**Problem to solve:** Rename "truck" to "vehicle" in every row below and leave all other text unchanged.

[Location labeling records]
-- Start --

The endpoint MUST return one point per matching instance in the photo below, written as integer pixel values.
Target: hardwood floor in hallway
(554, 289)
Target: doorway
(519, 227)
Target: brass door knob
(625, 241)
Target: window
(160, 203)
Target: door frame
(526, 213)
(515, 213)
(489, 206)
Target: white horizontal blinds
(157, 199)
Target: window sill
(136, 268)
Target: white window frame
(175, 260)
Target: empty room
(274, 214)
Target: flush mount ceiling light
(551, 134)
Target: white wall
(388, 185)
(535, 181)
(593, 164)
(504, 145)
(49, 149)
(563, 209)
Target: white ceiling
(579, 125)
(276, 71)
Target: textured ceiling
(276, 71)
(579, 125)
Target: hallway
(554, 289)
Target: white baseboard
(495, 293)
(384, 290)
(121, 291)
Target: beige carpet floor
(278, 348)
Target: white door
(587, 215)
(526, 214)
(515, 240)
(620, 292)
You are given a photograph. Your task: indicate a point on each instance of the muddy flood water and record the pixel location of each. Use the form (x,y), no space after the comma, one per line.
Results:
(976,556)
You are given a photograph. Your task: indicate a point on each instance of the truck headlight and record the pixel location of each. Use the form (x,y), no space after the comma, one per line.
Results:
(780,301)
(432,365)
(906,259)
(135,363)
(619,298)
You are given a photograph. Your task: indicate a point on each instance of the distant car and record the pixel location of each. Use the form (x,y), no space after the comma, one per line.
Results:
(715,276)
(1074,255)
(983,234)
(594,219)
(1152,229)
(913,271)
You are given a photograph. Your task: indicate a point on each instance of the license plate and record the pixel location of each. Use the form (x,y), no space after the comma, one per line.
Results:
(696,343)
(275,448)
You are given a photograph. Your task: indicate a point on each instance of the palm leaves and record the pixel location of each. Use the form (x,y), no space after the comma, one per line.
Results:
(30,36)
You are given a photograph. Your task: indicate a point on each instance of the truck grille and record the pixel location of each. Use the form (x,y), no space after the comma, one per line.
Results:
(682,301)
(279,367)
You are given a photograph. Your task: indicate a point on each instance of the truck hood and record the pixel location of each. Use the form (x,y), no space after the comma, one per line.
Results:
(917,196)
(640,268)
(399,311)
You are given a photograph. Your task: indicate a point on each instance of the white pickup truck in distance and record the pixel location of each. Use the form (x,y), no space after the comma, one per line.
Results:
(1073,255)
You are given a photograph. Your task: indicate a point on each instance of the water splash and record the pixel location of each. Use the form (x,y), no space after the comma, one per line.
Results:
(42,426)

-- End --

**Exercise result:**
The endpoint MUST return one point per matching instance in the photo below, written as integer pixel values.
Target: hardwood floor in hallway
(554, 289)
Target: doorway
(519, 227)
Target: brass door knob
(625, 241)
Target: window
(160, 203)
Target: door frame
(526, 213)
(515, 213)
(489, 206)
Target: white horizontal blinds
(157, 199)
Target: window sill
(136, 268)
Target: white window frame
(175, 260)
Target: empty room
(274, 214)
Target: flush mount ceiling light
(551, 134)
Target: white wall
(388, 185)
(535, 181)
(593, 164)
(504, 145)
(49, 149)
(563, 209)
Target: white ceiling
(579, 125)
(276, 71)
Target: textured ceiling
(276, 71)
(579, 125)
Target: hallway
(554, 289)
Target: white baseboard
(495, 293)
(384, 290)
(121, 291)
Target: beige carpet floor
(278, 348)
Target: white door
(587, 215)
(526, 214)
(515, 240)
(620, 292)
You are given a photograph. Your task: indicate a point on each instance of the muddy flood water and record the pixel location of each. Use the form (x,y), no space after the comma, one per line.
Results:
(976,556)
You are given a photograph. Your task: indicate a point on each instance of the vehicle headlight and record the pixel location of each. Use the form (x,y), no space after the comma, one per line.
Results:
(780,301)
(432,365)
(906,259)
(135,363)
(619,298)
You are given a photograph. Your task: indicate a point on each instance of the distant car and record the pixel location of each. Use the form (x,y), no space after the comma, one per line.
Results:
(715,276)
(1074,255)
(983,234)
(594,219)
(1152,229)
(913,271)
You are given a photograph. Your task: indicate a point on each instance of the license plate and record the pixel location of each. Use the form (x,y), no space after the comma, one per line.
Results:
(696,343)
(275,448)
You are given a photograph. Your task: indicate a point on each instance of the palm leaves and record the pixel location of each. Use the form (x,y), no space after the comma, one per line.
Results:
(30,36)
You are given a photograph. Your task: indicate a point on each instance of the vehicle grille and record the pixel location of each. Use the form (x,y), no space after the comma, one per line.
Results:
(682,301)
(279,367)
You are given a photograph. Your task: indicate a point on each instance of the vehicle hood and record the pixel location of each. Use the form (x,y), no space after the comma, one per line.
Results:
(917,196)
(640,268)
(399,311)
You are given a photograph. Your task: indicate a point on each instance of the white pickup vehicle in distance and record the pixel location of each. Use the form (x,y), no space after the comma, one per line.
Results:
(1073,255)
You are given a photograph. Your task: indicate a point on each instance of the water splash and record the pixel location of each. Use the form (x,y), no space after the comma, one per line.
Results:
(42,426)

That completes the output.